> **УСЛОВИЯ ЗАДАНИЙ**:
A. Сократите абзац из воспоминаний о советских послах, начинающийся словами «Егорычева сначала понизили», и оформите его списком, сохранив основные факты.
B. Продолжите воспоминания о советских послах с того места, где текст заканчивается.

> **ФРАГМЕНТ ДОКУМЕНТА**:
________________________

Егорычева сначала понизили до должности заместителя министра тракторного машиностроения, но он там пробыл недолго, а затем отправили послом в Данию. Спустя много лет я приехал туда на гастроли. И лишний раз убедился, что Егорычев совсем не типичный советский начальник. В посольстве мне рассказали, что, приехав в Данию, он первым делом занялся изучением датского языка. Выучил язык и смог без посредников разговаривать с представителями местных правительственных кругов. Налег и на английский язык, который знал, но не настолько, чтобы разговаривать с официальными лицами без услуг переводчика. Отказался от шофера и ездил сам за рулем своей посольской машины. Когда мне удалось с ним встретиться в Дании, я сказал: «Николай Григорьевич, вы не помните меня, а я ведь ваш большой должник». Он удивился: «Какой, почему, простите…» — «Ну, помните, я вот когда-то в шестьдесят седьмом пришел к вам и вы помогли мне с квартирой». — «Прекрасно, прекрасно прежде всего, что вы об этом помните, а то, что я забыл, это неважно, я рад, что у меня была тогда возможность вам помочь».
Когда Министерство культуры не понимало, почему меня нужно командировать в Японию для завершения съемок телевизионного фильма, я вынужден был по рекомендации журналиста-международника Владимира Цветова позвонить в Токио нашему послу. А послом тогда был Дмитрий Степанович Полянский, много лет входивший в состав Политбюро, да и вообще человек, сделавший карьеру очень молодым: в тридцать лет он уже был первым секретарем Краснодарского, по-моему, крайкома партии. И вот, когда я в семьдесят шестом году приехал в Токио, мне сказали, что Дмитрий Степанович хочет меня видеть. Я пришел к нему не без трепета, с которым мы все тогда относились к руководству вообще, а уж к членам Политбюро, пусть и бывшим, тем более. Принял он меня очень мило. Сказал, что с моим приездом у него было проблем больше, чем с МиГ-26 — в то время наш военный летчик угнал новейший самолет-истребитель и попросил политического убежища в Японии, откуда его переправили в США. Спросил, не смогу ли я выступить перед работниками советского посольства. Я, естественно, не мог отказать послу. Но получилось, что из-за пробок я минут на пять опоздал. А когда наконец добрался, то увидел, что на лестнице меня ждет сам посол, который сказал: «Ну, что же вы, Игорь Эмильевич, я боялся, что вы не приедете». После моего выступления был товарищеский ужин. И меня поразило, с каким уважением и обожанием относились работники посольства к Полянскому. Наверное, свою роль сыграло и то, что, будучи высоким руководителем, а потом «понизившись» до посла, он не придавал, как его предшественники, значения всяким мелочам, мелким интригам: его не интересовало, кто с кем спит или кто там чего купил-продал и так далее. Работники его аппарата рассказывали, что при нем стало свободно дышать и легко жить, настолько благоприятный он создал климат в посольстве.

________________________

> **СТРОКИ ДАННЫХ**:
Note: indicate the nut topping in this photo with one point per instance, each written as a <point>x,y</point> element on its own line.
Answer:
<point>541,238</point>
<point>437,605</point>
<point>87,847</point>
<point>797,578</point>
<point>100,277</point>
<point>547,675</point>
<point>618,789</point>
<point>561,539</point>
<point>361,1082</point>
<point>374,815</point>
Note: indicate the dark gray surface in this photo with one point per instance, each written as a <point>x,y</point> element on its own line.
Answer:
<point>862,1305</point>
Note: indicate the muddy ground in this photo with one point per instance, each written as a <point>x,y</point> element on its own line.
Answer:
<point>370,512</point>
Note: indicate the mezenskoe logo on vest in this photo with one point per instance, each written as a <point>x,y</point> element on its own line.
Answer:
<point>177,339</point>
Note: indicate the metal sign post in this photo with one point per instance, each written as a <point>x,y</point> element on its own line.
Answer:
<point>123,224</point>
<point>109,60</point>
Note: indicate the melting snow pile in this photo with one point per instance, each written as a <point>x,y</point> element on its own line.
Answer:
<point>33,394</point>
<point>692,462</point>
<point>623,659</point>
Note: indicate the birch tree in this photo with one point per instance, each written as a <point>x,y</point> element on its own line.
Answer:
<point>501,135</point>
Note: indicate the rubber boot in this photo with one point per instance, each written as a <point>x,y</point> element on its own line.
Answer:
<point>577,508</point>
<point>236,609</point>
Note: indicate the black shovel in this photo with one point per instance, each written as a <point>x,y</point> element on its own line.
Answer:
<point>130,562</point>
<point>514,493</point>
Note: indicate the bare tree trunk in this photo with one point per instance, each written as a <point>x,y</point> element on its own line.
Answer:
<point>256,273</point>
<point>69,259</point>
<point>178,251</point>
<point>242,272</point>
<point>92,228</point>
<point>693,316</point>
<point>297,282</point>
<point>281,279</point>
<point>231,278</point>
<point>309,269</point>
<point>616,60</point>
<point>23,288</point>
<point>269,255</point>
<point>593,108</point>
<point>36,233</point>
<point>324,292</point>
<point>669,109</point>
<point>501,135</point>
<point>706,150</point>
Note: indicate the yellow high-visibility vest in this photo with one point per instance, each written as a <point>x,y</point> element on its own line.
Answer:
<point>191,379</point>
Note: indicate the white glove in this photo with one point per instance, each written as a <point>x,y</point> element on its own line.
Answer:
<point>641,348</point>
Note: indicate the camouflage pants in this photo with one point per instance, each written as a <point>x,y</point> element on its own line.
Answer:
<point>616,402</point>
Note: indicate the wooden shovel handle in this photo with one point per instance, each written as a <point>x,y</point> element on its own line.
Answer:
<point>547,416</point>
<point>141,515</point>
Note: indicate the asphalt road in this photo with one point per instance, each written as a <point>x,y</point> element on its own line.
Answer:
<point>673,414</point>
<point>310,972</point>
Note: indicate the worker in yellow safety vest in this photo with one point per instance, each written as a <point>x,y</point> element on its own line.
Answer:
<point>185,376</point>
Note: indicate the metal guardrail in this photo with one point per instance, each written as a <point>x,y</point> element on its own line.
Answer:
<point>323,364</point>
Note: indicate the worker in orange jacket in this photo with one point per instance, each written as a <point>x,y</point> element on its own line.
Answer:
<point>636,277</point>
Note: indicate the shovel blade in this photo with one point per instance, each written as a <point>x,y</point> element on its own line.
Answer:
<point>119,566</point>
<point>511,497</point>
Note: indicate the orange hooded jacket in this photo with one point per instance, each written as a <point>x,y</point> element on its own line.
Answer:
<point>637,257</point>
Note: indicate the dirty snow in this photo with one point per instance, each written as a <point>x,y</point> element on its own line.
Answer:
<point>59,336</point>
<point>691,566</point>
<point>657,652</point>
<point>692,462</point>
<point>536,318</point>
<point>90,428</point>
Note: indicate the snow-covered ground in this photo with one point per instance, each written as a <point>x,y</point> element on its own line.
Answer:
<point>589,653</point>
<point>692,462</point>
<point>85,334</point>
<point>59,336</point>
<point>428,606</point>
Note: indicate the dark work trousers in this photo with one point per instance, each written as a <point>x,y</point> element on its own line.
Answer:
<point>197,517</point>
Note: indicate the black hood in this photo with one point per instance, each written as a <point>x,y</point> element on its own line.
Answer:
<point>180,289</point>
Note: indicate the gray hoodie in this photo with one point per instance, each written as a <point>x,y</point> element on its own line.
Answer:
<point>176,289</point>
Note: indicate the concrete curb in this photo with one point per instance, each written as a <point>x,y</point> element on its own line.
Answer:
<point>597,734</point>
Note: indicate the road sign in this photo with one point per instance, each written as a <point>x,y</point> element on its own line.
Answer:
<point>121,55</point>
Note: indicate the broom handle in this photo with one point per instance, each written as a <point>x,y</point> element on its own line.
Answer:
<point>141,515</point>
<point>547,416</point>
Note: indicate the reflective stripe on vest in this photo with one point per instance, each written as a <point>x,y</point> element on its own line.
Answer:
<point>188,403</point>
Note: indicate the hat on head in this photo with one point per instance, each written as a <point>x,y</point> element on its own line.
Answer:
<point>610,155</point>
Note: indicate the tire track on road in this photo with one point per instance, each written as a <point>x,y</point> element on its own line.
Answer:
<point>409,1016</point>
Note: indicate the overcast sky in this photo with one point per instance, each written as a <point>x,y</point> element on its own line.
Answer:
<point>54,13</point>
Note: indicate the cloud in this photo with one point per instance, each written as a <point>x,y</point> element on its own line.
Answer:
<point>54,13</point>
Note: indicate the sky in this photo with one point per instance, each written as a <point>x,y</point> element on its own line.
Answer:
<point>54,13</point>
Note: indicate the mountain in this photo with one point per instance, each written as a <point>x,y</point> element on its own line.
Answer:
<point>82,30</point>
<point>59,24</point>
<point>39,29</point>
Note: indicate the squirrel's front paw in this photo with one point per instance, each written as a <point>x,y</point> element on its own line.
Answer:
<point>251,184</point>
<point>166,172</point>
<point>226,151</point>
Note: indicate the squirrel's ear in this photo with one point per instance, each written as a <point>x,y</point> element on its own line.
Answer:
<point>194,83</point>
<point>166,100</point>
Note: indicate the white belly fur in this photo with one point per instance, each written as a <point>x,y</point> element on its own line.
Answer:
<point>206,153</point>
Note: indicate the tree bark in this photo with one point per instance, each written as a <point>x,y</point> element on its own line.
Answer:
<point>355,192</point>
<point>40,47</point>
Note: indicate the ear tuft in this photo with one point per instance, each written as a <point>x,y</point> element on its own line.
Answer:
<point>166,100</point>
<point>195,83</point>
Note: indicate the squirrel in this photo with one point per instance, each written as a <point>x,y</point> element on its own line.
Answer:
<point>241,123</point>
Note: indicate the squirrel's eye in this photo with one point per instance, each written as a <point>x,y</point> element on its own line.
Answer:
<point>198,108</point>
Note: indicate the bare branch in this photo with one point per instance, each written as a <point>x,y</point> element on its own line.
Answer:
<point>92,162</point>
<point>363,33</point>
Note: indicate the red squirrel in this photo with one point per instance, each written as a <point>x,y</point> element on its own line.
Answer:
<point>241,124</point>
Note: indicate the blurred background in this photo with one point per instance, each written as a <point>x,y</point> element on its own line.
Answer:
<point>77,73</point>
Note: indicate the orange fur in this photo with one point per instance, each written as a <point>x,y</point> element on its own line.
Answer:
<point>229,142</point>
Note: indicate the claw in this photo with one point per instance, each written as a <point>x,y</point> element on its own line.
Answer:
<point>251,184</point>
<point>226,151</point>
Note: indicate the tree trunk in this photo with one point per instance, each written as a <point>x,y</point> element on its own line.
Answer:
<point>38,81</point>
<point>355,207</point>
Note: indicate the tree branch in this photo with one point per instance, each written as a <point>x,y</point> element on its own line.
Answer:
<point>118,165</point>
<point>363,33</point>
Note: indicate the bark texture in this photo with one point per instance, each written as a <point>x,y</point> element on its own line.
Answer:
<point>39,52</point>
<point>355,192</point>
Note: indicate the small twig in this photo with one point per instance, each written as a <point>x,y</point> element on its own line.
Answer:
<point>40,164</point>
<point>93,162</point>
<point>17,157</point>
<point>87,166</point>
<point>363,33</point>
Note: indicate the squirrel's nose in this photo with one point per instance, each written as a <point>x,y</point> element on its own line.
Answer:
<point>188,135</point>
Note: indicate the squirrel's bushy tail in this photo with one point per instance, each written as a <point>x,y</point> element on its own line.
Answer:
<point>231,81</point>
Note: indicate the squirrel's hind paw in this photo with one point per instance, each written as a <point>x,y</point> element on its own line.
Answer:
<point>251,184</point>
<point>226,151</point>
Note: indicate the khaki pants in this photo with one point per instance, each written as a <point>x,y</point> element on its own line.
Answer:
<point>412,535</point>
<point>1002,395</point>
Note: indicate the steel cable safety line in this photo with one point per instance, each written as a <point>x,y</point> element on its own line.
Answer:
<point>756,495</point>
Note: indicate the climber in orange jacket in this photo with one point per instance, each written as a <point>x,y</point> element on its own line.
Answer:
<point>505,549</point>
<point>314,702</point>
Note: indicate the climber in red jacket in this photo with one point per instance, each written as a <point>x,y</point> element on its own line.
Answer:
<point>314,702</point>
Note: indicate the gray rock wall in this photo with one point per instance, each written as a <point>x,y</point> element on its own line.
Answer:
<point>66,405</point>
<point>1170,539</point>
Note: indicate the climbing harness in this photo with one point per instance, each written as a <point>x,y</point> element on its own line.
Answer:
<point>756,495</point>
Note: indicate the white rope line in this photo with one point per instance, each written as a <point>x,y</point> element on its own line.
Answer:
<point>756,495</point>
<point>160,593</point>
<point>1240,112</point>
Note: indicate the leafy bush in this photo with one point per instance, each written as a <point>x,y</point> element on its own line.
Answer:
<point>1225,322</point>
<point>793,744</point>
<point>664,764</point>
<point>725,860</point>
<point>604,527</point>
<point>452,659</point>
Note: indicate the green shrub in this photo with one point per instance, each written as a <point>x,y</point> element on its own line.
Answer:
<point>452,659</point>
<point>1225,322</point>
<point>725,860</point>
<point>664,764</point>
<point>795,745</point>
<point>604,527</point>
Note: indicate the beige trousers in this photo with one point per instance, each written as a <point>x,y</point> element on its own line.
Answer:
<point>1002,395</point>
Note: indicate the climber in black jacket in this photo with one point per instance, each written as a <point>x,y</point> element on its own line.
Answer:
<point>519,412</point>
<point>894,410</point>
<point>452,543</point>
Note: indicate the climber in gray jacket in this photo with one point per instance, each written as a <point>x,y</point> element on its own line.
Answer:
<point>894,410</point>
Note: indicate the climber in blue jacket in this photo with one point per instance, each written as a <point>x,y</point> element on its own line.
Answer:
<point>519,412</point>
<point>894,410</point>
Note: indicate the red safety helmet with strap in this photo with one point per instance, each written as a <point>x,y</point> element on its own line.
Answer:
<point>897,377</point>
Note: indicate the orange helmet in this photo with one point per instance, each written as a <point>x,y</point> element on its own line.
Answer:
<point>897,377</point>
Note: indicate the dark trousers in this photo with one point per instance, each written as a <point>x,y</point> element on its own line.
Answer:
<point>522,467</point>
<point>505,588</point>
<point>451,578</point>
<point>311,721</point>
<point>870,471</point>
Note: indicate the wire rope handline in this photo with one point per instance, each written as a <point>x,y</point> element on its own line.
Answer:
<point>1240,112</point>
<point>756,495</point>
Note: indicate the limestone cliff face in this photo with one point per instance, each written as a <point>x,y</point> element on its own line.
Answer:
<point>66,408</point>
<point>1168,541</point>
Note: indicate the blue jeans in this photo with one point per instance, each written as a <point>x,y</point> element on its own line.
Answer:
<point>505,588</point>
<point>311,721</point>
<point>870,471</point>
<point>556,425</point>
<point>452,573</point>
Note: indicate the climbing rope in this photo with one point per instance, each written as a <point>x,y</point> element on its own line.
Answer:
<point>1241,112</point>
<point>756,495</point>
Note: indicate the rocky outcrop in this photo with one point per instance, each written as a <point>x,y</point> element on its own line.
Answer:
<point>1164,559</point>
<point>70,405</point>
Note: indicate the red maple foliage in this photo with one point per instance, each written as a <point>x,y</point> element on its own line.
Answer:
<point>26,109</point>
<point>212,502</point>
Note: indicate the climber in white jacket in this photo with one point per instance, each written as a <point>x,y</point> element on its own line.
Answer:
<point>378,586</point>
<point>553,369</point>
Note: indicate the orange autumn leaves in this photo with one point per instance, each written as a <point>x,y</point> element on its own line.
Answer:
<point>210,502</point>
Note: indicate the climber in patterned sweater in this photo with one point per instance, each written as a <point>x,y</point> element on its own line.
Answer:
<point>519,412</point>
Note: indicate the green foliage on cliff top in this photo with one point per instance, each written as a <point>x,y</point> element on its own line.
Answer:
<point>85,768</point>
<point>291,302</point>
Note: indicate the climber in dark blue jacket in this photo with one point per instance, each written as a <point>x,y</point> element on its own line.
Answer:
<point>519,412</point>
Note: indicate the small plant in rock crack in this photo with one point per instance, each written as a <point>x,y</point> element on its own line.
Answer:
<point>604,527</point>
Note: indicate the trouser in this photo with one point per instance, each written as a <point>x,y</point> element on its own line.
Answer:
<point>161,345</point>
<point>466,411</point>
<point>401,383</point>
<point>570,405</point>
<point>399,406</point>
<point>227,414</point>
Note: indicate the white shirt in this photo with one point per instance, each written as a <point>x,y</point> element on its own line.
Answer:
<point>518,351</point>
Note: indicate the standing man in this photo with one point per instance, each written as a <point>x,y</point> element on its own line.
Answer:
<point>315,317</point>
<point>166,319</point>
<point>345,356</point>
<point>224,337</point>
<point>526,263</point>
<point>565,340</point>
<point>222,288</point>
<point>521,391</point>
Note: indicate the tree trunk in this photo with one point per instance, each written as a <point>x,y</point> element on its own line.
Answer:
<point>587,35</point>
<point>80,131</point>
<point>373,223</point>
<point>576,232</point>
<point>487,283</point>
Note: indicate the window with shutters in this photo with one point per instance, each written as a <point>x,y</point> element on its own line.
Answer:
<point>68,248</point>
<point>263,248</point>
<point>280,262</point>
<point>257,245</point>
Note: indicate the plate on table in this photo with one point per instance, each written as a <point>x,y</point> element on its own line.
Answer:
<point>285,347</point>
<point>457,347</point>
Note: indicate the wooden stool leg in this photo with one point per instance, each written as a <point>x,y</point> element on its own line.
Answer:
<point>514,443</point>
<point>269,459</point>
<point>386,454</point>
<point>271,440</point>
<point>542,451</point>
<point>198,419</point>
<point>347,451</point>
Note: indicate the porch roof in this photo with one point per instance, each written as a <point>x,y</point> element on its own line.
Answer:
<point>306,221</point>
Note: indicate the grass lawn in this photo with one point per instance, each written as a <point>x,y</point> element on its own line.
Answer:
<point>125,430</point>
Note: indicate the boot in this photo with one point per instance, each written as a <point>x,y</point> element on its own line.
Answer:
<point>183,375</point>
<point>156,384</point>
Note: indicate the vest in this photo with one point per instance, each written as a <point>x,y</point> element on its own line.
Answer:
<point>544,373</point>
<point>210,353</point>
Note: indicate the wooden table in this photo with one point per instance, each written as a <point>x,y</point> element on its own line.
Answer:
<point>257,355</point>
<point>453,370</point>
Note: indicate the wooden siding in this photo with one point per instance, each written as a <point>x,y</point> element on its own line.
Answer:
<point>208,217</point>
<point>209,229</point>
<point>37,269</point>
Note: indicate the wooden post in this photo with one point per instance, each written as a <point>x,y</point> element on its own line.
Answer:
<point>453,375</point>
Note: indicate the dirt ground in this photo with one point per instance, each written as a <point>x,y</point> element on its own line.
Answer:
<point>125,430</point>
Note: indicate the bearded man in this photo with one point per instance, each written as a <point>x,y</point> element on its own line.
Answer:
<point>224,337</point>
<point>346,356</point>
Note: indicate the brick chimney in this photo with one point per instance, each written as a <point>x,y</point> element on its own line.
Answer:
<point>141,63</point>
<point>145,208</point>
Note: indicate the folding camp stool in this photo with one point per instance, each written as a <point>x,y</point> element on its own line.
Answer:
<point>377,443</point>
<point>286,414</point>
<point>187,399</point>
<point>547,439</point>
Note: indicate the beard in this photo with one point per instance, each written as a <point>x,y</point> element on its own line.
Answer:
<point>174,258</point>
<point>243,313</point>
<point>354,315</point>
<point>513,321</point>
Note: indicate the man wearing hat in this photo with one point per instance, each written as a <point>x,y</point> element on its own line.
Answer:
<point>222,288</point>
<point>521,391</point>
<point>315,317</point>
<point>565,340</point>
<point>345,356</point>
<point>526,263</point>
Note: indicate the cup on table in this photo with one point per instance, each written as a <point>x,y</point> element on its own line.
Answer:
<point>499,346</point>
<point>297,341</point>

________________________

> **ОТВЕТЫ К ЗАДАНИЯМ**:
A.
- Егорычева понизили до заместителя министра тракторного машиностроения. Пробыв там недолго, он был отправлен послом в Данию.
- Много лет спустя автор приехал в Данию на гастроли и убедился, что Егорычев совсем не типичный советский начальник.
- В посольстве рассказали, что Егорычев выучил датский язык, чтобы без посредников общаться с местными правительственными кругами.
- Он также подтянул английский, чтобы говорить с официальными лицами без переводчика.
- Он отказался от шофера и сам водил посольскую машину.
- При встрече автор напомнил, как в шестьдесят седьмом году Егорычев помог ему с квартирой.
- Егорычев этого не помнил. Он ответил, что прежде всего важно то, что автор об этом помнит, и что он рад, что тогда мог помочь.

B.
Не могу сказать, что я хорошо знал Екатерину Алексеевну Фурцеву, но несколько раз с ней встречался в Москве (на приеме у нее дважды был, и в цирк она приходила), затем во Франции. Мне трудно согласиться с теми, кто выдает ее сегодня за малограмотную ткачиху, ничего не смыслившую в искусстве, абсолютно случайного в советском руководстве человека.
Она была очень энергичным министром. Жизнь в ее кабинете кипела, и решения она принимала пусть иногда и ошибочные, но всегда почти отмеченные особенностью ее личности, неизменно казавшейся мне яркой.
Екатерина Алексеевна была очень элегантной и милой дамой с фигурой просто-таки девичьей. Как-то мы ждали ее в Цирке на Цветном, она запоздала, и все решили, что она уже не приедет, и перестали ждать, отошли от входа в правительственную ложу. А она приехала — ворвалась через служебный вход и побежала красивыми, стройными ногами вверх по крутой лестнице, которая в старом цирке вела в ложу. Вахтерша не узнала ее, крикнула вслед: «Девушка, девушка, куда вы?» Фурцева повернулась и резко ответила: «Я не девушка — я министр!»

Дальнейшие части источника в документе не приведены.